═════ Page extract ═════
What I'd build first
If you are starting a new TypeScript agent project today and have not picked a framework, I would advise this sequence:
- Build the first three weeks graph-first in Mastra workflows. It is the cleanest TypeScript graph DSL right now and gets you to running in the least surface area.
- When you find that you are spending most of your time editing the graph rather than the agent prompts, that is the signal your task shape is varying. Try the same task in open-multi-agent with a goal sentence and see whether the coordinator's plan matches what you would have written.
- If the coordinator plan is consistently good, switch your prototype to goal-first. If it is consistently off, you are in graph-first territory and you have just saved yourself a six-month detour.
None of this is provably right; it is what I would tell a friend. The frameworks are not enemies, and which paradigm fits your work matters more than which one wins a feature checklist. Pick the paradigm, and the framework choice mostly follows.
About open-multi-agent. TypeScript-native multi-agent orchestration framework, MIT-licensed. Goal-first by design, with a coordinator pattern that decomposes a sentence-level goal into a parallel task DAG at runtime. Three runtime dependencies (@anthropic-ai/sdk, openai, zod). The TypeScript-ecosystem answer to CrewAI's role/goal/crew pattern.
Repo: https://github.com/open-multi-agent/open-multi-agent. Coordinator implementation: src/orchestrator/orchestrator.ts.
Related posts.
- 5 Walls Multi-Agent Frameworks Hit: the empirical companion to this taxonomy. One TypeScript framework's year-long migration from LLM-driven routing to a supervisor tree, traced through its issue tracker, is the production evidence behind the goal-first / graph-first split.
Top comments (3)
Exceptional breakdown, Jack. Your distinction between the rigid predictability of explicit graphs and the 'local chaos' of unconstrained goal-driven orchestration hits the exact nerve center of modern agent architecture.
When applications rely entirely on probabilistic routing, they are essentially gambling on an LLM's ability to act as a runtime interpreter, state machine, and edge router simultaneously. As you brilliantly pointed out, the hidden Prose Tax on those recursive tool-evaluation turns is staggering—not just financially, but in the geometric decay of the model's remaining attention span as the session loops.
═════ Record set ═════
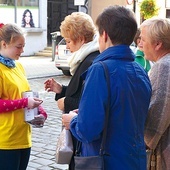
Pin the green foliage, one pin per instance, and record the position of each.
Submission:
(148, 8)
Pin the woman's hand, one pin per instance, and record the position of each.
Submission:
(66, 118)
(33, 102)
(60, 103)
(52, 85)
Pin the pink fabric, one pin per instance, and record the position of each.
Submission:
(42, 111)
(11, 105)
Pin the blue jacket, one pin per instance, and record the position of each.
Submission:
(130, 97)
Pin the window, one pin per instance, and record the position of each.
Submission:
(24, 13)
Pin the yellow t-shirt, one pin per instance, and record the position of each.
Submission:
(14, 132)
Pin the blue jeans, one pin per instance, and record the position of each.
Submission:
(16, 159)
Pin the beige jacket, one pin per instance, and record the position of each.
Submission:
(157, 129)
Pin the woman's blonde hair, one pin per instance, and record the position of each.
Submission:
(78, 25)
(158, 29)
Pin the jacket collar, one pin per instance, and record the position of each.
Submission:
(118, 52)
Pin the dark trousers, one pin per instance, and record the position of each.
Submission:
(16, 159)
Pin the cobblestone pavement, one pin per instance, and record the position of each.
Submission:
(44, 139)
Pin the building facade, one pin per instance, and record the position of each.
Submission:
(48, 15)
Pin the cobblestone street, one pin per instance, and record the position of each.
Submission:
(44, 139)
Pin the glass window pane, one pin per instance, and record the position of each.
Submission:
(7, 11)
(28, 13)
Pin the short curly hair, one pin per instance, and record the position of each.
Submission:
(78, 25)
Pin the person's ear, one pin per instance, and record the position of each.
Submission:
(3, 44)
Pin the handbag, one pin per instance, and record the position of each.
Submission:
(151, 159)
(64, 149)
(95, 162)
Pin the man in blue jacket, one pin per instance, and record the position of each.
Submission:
(130, 96)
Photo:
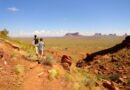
═════
Required actions:
1. In the agent framework article, what are the three runtime dependencies listed for open-multi-agent?
2. Continue the agent framework article from its final sentence.

Task-by-task results:
1. @anthropic-ai/sdk, openai, and zod.

2.
Forcing agents into deterministic graph boundaries isn't a restriction of their utility; it’s an absolute requirement for enterprise stability. If the orchestrator doesn't enforce strict state boundaries, you don't have an architecture—you just have an expensive token-burning machine.
I'm excited to see this framework taxonomy out in the wild. It gives developers a clear, rigorous vocabulary to evaluate where they are actually burning their token budget.
Where that bites hardest in goal-first is the synthesis turn: the coordinator re-reads every task's output at the end to assemble the answer, so it eats the full accumulated context in one shot. That is where the attention-span decay you described turns into actual quality loss, not just spend.
That synthesis turn is exactly where the 'Ambient Context Fluidity' anti-pattern transforms from an abstract architectural flaw into a broken user experience.
When the coordinator attempts to ingest every task output simultaneously to assemble a final response, it forces the model's attention mechanism to reason over a massive, unoptimized data dump. Because the model's focus fractures across the middle of that bloated window, it routinely drops critical task parameters or misses subtle validation failures.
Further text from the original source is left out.